>> START
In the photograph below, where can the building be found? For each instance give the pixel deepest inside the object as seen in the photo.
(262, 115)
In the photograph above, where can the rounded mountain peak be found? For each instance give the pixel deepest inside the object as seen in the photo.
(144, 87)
>> END
>> START
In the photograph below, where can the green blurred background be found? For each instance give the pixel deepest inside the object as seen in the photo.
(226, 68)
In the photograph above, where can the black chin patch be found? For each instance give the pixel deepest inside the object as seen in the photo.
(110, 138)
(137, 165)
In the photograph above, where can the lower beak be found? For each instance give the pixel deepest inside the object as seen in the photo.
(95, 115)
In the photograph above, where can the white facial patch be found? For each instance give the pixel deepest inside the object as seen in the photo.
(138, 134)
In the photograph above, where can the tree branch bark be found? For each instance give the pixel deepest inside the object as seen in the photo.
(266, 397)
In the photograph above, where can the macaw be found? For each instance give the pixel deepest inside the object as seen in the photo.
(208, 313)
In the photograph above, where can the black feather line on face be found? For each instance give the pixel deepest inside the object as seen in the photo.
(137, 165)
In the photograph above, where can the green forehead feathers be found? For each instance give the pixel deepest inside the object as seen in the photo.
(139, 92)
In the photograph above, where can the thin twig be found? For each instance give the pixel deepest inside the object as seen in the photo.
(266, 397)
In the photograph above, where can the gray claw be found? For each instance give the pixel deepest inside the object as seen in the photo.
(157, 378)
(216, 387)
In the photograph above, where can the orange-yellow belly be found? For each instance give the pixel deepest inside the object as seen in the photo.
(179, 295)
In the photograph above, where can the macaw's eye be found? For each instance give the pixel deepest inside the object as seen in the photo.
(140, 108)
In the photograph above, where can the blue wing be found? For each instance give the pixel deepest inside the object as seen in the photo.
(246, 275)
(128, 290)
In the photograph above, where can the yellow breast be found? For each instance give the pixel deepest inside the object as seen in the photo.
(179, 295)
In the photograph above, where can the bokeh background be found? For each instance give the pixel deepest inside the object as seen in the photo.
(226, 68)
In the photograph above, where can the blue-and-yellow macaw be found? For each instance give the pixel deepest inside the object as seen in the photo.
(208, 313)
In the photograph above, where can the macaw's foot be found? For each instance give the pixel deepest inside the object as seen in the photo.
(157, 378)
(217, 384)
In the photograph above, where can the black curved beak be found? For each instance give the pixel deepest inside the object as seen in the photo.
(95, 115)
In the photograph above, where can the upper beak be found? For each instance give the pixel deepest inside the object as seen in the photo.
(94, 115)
>> END
>> START
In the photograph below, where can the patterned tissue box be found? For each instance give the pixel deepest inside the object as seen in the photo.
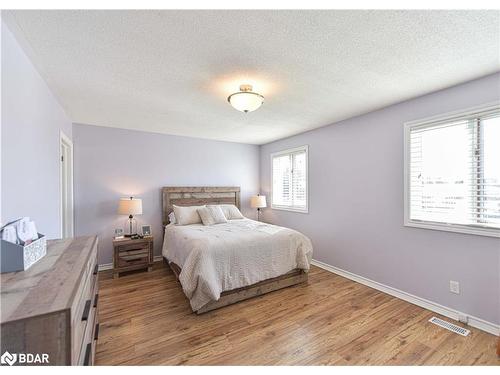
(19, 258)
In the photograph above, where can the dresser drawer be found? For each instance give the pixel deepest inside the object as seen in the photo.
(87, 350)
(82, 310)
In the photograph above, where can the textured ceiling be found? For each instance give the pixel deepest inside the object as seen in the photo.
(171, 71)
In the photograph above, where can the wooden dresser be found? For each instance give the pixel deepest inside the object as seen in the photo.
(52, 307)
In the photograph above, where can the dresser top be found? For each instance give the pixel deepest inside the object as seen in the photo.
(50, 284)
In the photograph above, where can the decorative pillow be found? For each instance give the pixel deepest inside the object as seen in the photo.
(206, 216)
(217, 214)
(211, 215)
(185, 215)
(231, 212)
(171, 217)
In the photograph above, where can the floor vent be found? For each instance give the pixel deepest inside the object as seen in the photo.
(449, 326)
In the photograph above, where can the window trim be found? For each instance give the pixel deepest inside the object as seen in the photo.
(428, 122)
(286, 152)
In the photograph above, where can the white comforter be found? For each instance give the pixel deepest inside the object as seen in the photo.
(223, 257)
>> END
Given exercise: Gather each line above that contains the word "dresser", and copy those lines in the order they appear.

Solution to the exercise:
In the photograph above, where can the dresser drawer be found? For each instance give the pixel deepest inside the object as seen in the photo.
In the photograph above, where can the wooden dresser be found? For each instance give the pixel deepest inside the object as seen in the photo.
In the photograph above, where can the dresser top be found? For each instance give the pixel deepest inside the object as seen in the photo.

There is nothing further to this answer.